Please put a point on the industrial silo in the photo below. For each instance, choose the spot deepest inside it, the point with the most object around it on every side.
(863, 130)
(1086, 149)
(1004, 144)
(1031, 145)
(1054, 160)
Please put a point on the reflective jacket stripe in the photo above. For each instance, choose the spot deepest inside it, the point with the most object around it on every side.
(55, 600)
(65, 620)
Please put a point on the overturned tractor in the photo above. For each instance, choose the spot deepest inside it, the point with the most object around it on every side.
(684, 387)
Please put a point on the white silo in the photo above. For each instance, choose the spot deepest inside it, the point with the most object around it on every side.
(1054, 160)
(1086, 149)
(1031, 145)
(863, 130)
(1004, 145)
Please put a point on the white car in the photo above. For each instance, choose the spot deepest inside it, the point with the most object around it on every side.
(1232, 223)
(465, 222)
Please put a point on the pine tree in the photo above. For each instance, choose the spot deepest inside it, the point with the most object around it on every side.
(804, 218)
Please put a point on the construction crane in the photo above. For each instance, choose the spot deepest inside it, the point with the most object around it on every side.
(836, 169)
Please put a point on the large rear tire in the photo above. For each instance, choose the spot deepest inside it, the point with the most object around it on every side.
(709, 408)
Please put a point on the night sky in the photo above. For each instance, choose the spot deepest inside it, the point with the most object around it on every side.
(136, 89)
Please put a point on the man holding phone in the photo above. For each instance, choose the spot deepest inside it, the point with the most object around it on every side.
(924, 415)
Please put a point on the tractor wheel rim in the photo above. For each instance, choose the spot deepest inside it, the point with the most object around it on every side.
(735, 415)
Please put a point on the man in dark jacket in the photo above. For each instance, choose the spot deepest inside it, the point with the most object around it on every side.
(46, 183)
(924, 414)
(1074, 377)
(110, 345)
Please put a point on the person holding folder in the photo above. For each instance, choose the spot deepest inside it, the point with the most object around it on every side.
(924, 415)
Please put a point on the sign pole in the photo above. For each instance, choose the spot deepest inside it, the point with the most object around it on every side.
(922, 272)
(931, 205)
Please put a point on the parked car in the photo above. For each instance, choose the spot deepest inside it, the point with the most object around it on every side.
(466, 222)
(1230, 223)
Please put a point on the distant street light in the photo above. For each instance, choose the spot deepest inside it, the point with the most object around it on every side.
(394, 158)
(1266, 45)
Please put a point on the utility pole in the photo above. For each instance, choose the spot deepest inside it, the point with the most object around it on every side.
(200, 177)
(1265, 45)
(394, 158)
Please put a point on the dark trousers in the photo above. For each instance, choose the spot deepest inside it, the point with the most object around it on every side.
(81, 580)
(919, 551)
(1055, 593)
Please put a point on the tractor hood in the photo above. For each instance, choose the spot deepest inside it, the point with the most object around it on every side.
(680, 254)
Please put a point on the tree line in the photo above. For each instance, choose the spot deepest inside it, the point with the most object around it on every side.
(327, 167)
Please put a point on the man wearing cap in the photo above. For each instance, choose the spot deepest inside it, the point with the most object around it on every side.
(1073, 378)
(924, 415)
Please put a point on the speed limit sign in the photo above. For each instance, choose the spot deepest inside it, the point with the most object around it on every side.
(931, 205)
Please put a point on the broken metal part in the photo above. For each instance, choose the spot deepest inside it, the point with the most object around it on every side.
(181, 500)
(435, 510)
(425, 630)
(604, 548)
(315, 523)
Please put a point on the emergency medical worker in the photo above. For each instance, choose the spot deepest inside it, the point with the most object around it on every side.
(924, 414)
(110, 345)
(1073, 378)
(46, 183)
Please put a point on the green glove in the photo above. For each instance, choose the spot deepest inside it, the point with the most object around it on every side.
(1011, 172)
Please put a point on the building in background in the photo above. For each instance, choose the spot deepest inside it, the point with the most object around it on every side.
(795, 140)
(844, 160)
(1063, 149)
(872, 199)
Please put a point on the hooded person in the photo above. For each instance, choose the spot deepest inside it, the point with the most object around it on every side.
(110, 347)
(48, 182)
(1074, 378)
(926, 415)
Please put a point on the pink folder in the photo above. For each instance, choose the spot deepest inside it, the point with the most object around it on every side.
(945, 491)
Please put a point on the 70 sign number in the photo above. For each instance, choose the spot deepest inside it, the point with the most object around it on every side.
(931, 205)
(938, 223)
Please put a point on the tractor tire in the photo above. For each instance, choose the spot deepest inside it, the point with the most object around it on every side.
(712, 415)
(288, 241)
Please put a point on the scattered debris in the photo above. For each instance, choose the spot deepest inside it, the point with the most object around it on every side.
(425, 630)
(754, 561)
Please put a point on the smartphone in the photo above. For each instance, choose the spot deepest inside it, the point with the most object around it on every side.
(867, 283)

--------------------------------

- What to do
Put every line from all of the rows above into a numbered list, leaving out any blank lines.

- Solution to this task
1. Please put a point on the industrial silo in the photo below. For each instance, choose the spot deepest inside it, the point with the most object around it on every side.
2. (863, 130)
3. (1086, 149)
4. (1004, 144)
5. (1031, 145)
6. (1054, 160)
7. Please put a point on the reflective jacket stripe in the photo above. For each instance, choose the spot deepest inside it, the point with the most object around it on every side.
8. (55, 600)
9. (65, 620)
10. Please put a point on the overturned tractor in the photo above. For each instance, choose the spot deepest inside it, the point with the most object around it on every side.
11. (684, 387)
12. Please put a point on the white silo in the photo above. For each instance, choose the spot deepest inside it, the point with the most object around it on every side.
13. (1054, 160)
14. (1086, 149)
15. (1031, 145)
16. (863, 130)
17. (1004, 145)
18. Please put a point on the white car in the photo above. For each instance, choose the spot deepest inside it, the point with the most object around it on every side.
19. (1232, 223)
20. (465, 222)
21. Please put a point on the pine tree in the photo above. For each instance, choose the spot deepest inside it, the point with the most object around it on every side.
22. (804, 218)
23. Please put a point on the construction crane in the photo above. For each instance, choose the spot deepest inside it, the point with the most object around it on every side.
24. (836, 169)
25. Please put a point on the large rear tire in the photo above. For each instance, choose the spot deepest inside it, the point with the most object around it on every side.
26. (709, 408)
27. Please put a point on the night sky in the photo above. For each instance, choose the spot deepest inside it, the point with the most object around it on every side.
28. (136, 89)
29. Please put a point on the man holding phone in the photo above. For each instance, choose the spot deepest inside it, the point with the most object around it on every side.
30. (924, 415)
31. Please put a point on the tractor wheel rim in the photo above. For each instance, choose the spot deepest inside it, the point with the most object around it on every side.
32. (735, 415)
33. Please put a point on the man in dark jacket in the photo above. For each instance, choose the spot deepest inside it, the point with the most object around it on every side.
34. (46, 183)
35. (924, 414)
36. (1074, 377)
37. (110, 345)
38. Please put a point on the person holding folder in the photo above. For each instance, choose the spot deepest inside it, the point with the most object around it on every side.
39. (924, 415)
40. Please put a point on the sign pole in the photo above. For each instance, choose the spot deepest inside it, the point with the most object around it on every side.
41. (922, 272)
42. (931, 205)
43. Please put a point on the parked car in the photo above. For each instance, choose the spot deepest inside it, the point with the most object around it on every side.
44. (466, 222)
45. (1230, 223)
46. Please put a point on the distant street light in the photo above. For each instance, choose the spot deepest inside it, the point with the most object around it on every side.
47. (394, 158)
48. (1266, 45)
49. Please put a point on the utility pole in the photo above. For each instance, choose the spot deepest inside it, the point with the most object around it on every side.
50. (200, 177)
51. (1265, 45)
52. (394, 158)
53. Please put a point on the dark trousers in the photo above. For each instance, choose the spot deepest inside it, the point with the most object around it on every side.
54. (81, 580)
55. (919, 551)
56. (1055, 593)
57. Please put a point on the tractor hood in the photo above. For each instance, choose the spot deepest inside it, the point with the most object around it on every side.
58. (680, 254)
59. Please put a point on the tree line in the photo above. For each instance, choose the spot deepest inside it, the point with the most object around it on every side.
60. (327, 167)
61. Please put a point on the man wearing cap in the photo above. For each instance, choose the spot deepest inside it, the point with the most object around it on every side.
62. (1073, 378)
63. (924, 415)
64. Please put a point on the speed limit sign in the photo above. For each instance, choose the spot deepest inside it, the point with the most object around it on every side.
65. (931, 205)
66. Please put a point on the broken metal part in the photo above. For each instance, choose the spot deepest inside it, the point with the most object around it on every side.
67. (181, 500)
68. (435, 510)
69. (425, 630)
70. (604, 548)
71. (315, 523)
72. Please put a point on the emergency medical worker in the photo above. For each instance, choose the spot deepest inside it, the point with the most object around it on every side.
73. (924, 414)
74. (110, 345)
75. (1073, 378)
76. (46, 183)
77. Please put a point on the green glove in the photo above. For each instance, choose the spot deepest inside it, the point with the most object around it on every side.
78. (1011, 172)
79. Please put a point on the building in background in the photo above. For each instance, choose the spot deepest inside it, the point with the most object around it on every side.
80. (795, 140)
81. (844, 160)
82. (1063, 149)
83. (872, 199)
84. Please put a point on the hooded person in the photo above. For each instance, choose the spot deepest inside it, the point with the most object around it on every side.
85. (110, 347)
86. (48, 182)
87. (1074, 378)
88. (926, 415)
89. Please put a point on the pink folder in the photo above. For each instance, choose the spot deepest inside it, the point with the most object around it on every side.
90. (945, 491)
91. Please put a point on the 70 sign number in the photo above. For each instance, choose the spot deepest inside it, the point with the most object around it on every side.
92. (931, 205)
93. (938, 223)
94. Please put a point on the tractor tire in the photo above. For each instance, choose the spot deepest inside it, the point with the most object around it on every side.
95. (712, 415)
96. (288, 241)
97. Please put a point on the scattered debris in the photo above. For each instance, choose the spot deepest inside it, the point with the most object around it on every side.
98. (425, 630)
99. (754, 561)
100. Please put a point on the smartphone in the photo above. For each instance, choose the spot deepest inside it, the point with the most object around it on every side.
101. (867, 283)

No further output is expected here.